## OBJECTIVE
Could you repeat the lines from the first one through the line with "257 27 332 228", replacing "horse's" with "pony's", changing nothing else, and leaving the pictures out?
---------- TASK INPUT ----------
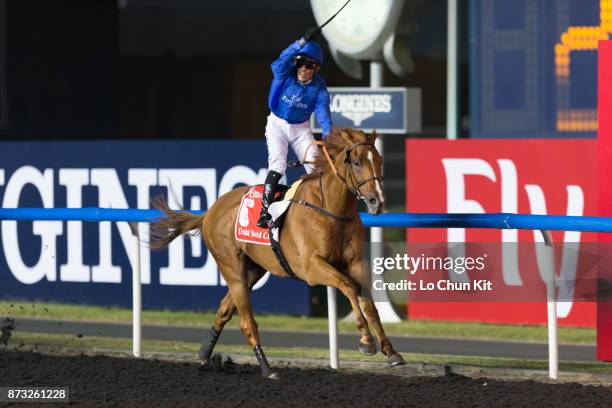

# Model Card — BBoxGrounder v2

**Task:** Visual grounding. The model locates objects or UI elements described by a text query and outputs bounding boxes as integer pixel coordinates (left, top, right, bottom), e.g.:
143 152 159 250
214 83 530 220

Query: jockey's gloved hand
300 26 321 47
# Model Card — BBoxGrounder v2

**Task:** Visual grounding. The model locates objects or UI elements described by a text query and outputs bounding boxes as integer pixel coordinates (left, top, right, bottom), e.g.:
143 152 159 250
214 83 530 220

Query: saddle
234 179 302 278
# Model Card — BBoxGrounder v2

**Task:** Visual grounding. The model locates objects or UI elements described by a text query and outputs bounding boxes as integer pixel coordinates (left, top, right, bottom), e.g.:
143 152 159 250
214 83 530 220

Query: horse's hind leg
359 297 406 366
198 262 266 364
217 253 280 379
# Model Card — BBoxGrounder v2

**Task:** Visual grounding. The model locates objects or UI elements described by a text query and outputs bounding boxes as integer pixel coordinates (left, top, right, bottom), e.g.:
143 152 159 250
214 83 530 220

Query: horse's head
339 128 385 215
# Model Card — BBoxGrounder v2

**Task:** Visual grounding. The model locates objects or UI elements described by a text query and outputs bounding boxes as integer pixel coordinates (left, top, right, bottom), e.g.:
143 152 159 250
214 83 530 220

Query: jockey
257 27 332 228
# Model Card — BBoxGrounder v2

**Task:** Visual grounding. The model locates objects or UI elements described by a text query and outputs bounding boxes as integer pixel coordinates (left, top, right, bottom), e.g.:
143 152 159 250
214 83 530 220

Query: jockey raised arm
257 27 333 228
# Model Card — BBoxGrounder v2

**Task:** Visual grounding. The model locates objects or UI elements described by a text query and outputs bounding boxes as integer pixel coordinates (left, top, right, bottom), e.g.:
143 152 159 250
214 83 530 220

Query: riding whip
319 0 351 30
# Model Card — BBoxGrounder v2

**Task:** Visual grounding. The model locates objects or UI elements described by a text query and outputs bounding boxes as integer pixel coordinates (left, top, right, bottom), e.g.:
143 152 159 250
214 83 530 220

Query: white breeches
266 113 318 175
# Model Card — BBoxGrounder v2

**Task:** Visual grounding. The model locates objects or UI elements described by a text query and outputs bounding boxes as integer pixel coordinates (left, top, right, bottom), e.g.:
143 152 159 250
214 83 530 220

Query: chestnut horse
151 129 404 379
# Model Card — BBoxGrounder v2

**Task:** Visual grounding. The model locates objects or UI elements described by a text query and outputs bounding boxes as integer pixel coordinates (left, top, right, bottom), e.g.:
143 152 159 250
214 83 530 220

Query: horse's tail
149 197 206 249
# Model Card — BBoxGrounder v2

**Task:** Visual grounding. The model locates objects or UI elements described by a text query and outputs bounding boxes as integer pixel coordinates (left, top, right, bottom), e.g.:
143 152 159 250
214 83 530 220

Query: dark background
0 0 468 140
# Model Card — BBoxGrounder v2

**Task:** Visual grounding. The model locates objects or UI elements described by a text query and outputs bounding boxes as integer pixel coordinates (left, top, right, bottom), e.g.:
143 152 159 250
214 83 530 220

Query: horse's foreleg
227 281 280 380
309 256 376 356
198 265 265 364
348 260 405 365
359 297 405 366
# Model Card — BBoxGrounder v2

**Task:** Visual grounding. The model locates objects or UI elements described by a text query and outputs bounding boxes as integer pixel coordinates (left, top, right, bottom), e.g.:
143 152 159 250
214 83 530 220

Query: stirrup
257 211 272 228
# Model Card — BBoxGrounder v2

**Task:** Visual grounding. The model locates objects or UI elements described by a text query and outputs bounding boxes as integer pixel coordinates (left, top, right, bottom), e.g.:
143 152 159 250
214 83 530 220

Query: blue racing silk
268 41 332 138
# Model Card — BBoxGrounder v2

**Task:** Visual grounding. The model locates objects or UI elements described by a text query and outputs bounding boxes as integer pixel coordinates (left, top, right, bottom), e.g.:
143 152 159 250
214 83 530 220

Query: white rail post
446 0 459 140
128 222 142 357
327 286 338 370
541 230 559 380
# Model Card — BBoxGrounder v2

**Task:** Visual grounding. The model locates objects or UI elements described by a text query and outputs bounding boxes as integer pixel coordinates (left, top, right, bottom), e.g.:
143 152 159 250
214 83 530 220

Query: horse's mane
302 128 369 180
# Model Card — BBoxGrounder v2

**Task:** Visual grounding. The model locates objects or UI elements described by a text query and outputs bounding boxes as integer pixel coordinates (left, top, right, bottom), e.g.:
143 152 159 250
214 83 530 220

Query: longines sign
311 88 421 134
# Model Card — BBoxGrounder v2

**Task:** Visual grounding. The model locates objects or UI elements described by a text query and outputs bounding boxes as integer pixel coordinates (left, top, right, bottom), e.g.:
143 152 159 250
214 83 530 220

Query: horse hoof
387 353 406 367
359 342 378 356
264 371 280 380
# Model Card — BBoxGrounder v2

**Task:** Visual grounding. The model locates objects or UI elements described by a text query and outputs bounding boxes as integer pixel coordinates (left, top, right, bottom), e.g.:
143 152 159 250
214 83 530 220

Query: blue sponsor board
0 141 309 315
311 87 420 134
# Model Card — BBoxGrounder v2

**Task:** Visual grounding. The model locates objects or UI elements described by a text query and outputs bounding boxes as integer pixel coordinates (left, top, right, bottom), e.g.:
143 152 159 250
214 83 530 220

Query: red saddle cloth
234 185 280 245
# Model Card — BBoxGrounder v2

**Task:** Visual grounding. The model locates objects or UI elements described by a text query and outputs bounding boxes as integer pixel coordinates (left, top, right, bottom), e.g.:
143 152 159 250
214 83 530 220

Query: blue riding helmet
298 41 323 65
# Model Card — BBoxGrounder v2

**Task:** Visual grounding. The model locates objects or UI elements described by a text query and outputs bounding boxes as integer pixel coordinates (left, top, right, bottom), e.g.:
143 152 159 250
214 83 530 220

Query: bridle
291 140 383 221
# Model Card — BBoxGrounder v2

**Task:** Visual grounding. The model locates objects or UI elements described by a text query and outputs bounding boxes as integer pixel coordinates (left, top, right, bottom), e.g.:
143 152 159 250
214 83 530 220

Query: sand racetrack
0 350 612 408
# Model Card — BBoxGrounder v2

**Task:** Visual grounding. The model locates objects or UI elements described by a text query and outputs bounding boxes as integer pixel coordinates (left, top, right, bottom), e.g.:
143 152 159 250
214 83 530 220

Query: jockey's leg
257 117 289 228
291 126 319 174
257 170 283 228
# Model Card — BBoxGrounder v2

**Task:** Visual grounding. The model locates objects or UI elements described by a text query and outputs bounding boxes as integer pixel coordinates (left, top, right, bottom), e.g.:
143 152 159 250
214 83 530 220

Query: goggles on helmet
293 55 319 69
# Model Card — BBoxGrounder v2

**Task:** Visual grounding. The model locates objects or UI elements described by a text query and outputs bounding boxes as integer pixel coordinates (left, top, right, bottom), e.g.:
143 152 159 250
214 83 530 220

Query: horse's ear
340 128 353 145
369 129 378 143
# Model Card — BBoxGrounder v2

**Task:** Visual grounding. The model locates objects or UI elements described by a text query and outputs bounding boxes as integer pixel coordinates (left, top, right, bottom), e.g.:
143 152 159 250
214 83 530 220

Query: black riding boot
257 170 283 228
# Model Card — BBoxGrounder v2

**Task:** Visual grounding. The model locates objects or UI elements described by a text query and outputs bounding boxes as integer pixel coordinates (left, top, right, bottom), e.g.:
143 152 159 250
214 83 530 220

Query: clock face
310 0 403 58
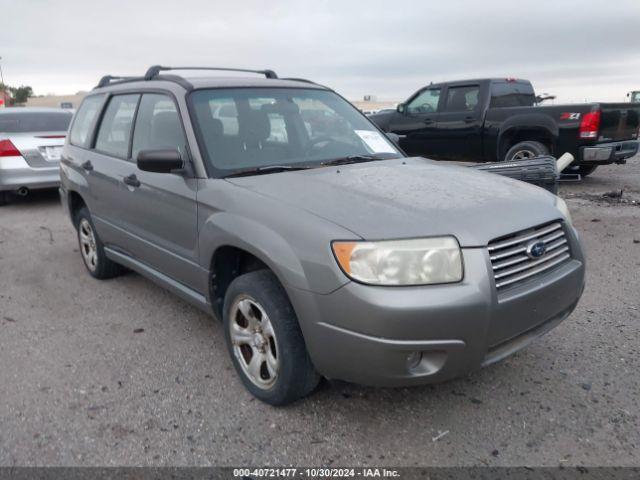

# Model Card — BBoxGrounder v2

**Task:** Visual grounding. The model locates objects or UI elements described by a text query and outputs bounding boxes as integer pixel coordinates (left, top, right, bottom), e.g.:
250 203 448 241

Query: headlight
331 237 462 285
556 196 573 225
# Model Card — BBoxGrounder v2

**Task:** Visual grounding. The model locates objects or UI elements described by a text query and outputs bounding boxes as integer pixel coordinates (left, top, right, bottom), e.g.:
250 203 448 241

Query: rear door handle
122 173 140 188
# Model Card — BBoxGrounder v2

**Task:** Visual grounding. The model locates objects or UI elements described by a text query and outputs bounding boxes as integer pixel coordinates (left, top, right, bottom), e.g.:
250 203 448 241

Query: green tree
9 85 33 103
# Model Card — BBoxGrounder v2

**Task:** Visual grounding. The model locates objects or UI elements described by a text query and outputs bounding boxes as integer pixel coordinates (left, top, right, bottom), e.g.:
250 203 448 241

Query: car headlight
556 196 573 225
331 236 462 285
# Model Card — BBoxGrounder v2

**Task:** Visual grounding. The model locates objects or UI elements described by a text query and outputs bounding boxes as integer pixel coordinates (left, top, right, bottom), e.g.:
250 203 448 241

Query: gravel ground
0 158 640 466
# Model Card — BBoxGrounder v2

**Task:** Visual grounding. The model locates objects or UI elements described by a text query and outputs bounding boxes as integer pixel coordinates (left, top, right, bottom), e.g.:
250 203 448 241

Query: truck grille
489 222 571 289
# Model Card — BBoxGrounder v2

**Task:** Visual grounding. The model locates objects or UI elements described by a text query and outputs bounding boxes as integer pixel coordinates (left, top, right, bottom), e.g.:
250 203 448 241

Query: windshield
191 88 403 176
0 112 72 133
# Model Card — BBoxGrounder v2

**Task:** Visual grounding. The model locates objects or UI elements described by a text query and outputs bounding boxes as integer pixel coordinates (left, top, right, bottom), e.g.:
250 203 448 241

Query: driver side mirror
385 132 400 147
136 149 184 173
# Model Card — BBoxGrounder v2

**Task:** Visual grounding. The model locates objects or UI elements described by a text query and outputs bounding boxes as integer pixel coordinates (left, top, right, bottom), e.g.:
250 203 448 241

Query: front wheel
76 207 124 280
569 165 598 177
504 140 549 162
223 270 320 405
----------
## RESPONSE TO THE TASK
# Model Card — BBoxGrounder v2

**Task:** Visual grounding. The model locates objects or UI elements described by a text query and outputs bounding boxes as integer pixel coordinates (left, top, right, bottom), e.g.:
143 152 159 250
214 83 530 220

Query: jockey's gloved hand
300 26 321 47
# Model Card — BBoxGrounder v2

**Task:** Visual grounding. The model locates objects or UI elements described by a text query and outputs bounding boxes as integer pixel coordinates (left, top, right, bottom), e.g.:
143 152 159 250
214 83 530 220

Query: saddle
234 179 302 278
# Model Card — BBoxGrounder v2

**Task:** Visual grounding. The model locates objects or UI elements described by a text query and outputs bounding boxes as integer pixel coordinates (left, top, right, bottom), e.g.:
143 152 159 250
214 83 530 220

Query: pony's hind leg
359 297 406 366
198 262 266 364
217 253 280 379
# Model Card — BBoxGrounder v2

**Task:** Visual grounding. The model locates objects or UI elements described by a text query and outputs bounding boxes as integer pixel coordinates (left, top, right, bottom), e.g.:
143 152 159 250
214 83 530 220

Query: pony's head
339 128 385 215
# Model Card — BBoxGrounder v2

**Task:** Visual grounding. The model locates objects or UI elements described by a text query and outputs bounding boxes as integer pixel coordinates (left, top, right, bottom), e.g.:
143 152 159 250
214 83 530 220

Query: jockey
257 27 332 228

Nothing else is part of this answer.